■ RECORDS TO USE ■
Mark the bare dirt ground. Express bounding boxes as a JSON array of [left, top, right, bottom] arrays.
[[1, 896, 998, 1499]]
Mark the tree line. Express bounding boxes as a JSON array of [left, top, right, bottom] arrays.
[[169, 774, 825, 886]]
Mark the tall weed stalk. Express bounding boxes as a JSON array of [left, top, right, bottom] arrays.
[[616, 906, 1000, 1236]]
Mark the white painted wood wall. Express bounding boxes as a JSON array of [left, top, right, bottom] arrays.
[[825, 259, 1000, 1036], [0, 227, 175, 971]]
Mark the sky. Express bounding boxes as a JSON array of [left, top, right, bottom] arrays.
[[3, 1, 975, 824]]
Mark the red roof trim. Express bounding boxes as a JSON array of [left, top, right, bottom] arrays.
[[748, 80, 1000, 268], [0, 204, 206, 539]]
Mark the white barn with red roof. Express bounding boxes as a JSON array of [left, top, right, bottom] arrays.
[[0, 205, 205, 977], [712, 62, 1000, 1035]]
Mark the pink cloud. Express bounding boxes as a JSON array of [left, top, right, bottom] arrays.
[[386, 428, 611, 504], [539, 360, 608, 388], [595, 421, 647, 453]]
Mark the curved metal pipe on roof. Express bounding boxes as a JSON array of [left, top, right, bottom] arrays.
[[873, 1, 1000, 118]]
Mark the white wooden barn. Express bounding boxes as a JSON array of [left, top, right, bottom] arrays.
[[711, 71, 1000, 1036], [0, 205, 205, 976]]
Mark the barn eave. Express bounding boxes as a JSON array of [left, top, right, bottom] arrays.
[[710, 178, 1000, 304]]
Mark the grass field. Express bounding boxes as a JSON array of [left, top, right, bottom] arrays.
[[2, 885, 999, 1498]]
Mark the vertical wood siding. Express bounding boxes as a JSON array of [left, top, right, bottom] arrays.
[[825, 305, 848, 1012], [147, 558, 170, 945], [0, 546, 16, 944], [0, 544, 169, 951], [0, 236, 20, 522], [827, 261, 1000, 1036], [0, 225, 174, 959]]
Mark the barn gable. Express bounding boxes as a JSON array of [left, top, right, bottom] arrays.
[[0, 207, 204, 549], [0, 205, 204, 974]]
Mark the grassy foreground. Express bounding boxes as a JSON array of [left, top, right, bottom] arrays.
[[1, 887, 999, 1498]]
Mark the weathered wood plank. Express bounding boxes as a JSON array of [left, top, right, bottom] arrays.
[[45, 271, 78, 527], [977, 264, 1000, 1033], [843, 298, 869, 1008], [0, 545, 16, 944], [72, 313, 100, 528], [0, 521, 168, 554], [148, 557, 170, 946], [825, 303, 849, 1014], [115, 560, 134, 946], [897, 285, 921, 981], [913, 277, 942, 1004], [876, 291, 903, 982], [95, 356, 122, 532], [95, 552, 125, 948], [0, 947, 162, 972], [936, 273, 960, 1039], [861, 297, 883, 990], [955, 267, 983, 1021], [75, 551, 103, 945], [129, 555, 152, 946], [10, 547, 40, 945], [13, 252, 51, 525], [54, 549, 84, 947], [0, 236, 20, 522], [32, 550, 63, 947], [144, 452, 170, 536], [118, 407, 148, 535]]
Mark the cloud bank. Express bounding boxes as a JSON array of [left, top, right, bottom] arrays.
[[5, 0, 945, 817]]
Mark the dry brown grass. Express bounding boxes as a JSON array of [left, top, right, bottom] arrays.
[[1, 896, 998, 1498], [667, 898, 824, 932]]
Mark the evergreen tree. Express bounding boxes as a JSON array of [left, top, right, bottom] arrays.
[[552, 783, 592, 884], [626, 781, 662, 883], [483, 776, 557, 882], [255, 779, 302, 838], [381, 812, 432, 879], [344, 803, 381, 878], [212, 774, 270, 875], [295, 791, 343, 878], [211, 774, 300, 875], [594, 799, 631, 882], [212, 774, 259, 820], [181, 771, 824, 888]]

■ DIRECTIONS ■
Write the line containing "Mark the weathered" and all the lines after it out again, word for word, through the end of the material, and nothing besides.

■ TASK OUTPUT ■
Mark the weathered wood plank. Express bounding boxes as a JSON array of [left, top, right, bottom] arrays.
[[45, 271, 78, 527], [977, 264, 1000, 1033], [843, 298, 869, 1008], [0, 545, 16, 944], [72, 313, 100, 528], [0, 521, 168, 554], [148, 557, 170, 946], [825, 303, 849, 1014], [115, 560, 134, 946], [897, 285, 921, 981], [913, 277, 942, 1004], [876, 291, 903, 982], [95, 356, 122, 532], [95, 552, 125, 948], [0, 947, 162, 972], [936, 273, 960, 1039], [861, 297, 883, 990], [955, 267, 983, 1021], [75, 551, 103, 945], [129, 555, 152, 946], [10, 547, 40, 945], [13, 252, 51, 525], [54, 549, 84, 947], [0, 236, 20, 522], [32, 550, 63, 947], [144, 452, 170, 536], [118, 407, 148, 535]]
Mark the cloud bank. Express bounding boxes as a JSON array of [left, top, right, bottom] arrays.
[[5, 0, 945, 817]]
Mark the dry brown grass. Express bounding boxes as a JSON array of [left, top, right, bottom] arrays.
[[1, 896, 998, 1498], [667, 898, 824, 932]]
Mark the evergreen tree. Express bounding boxes as a JSON array of [left, top, right, bottom] arrays.
[[552, 783, 592, 884], [626, 781, 662, 883], [483, 776, 557, 882], [255, 779, 302, 838], [381, 812, 432, 879], [344, 803, 381, 878], [212, 774, 270, 875], [295, 791, 343, 878], [211, 774, 300, 875], [594, 799, 631, 882], [212, 774, 259, 820], [181, 771, 824, 888]]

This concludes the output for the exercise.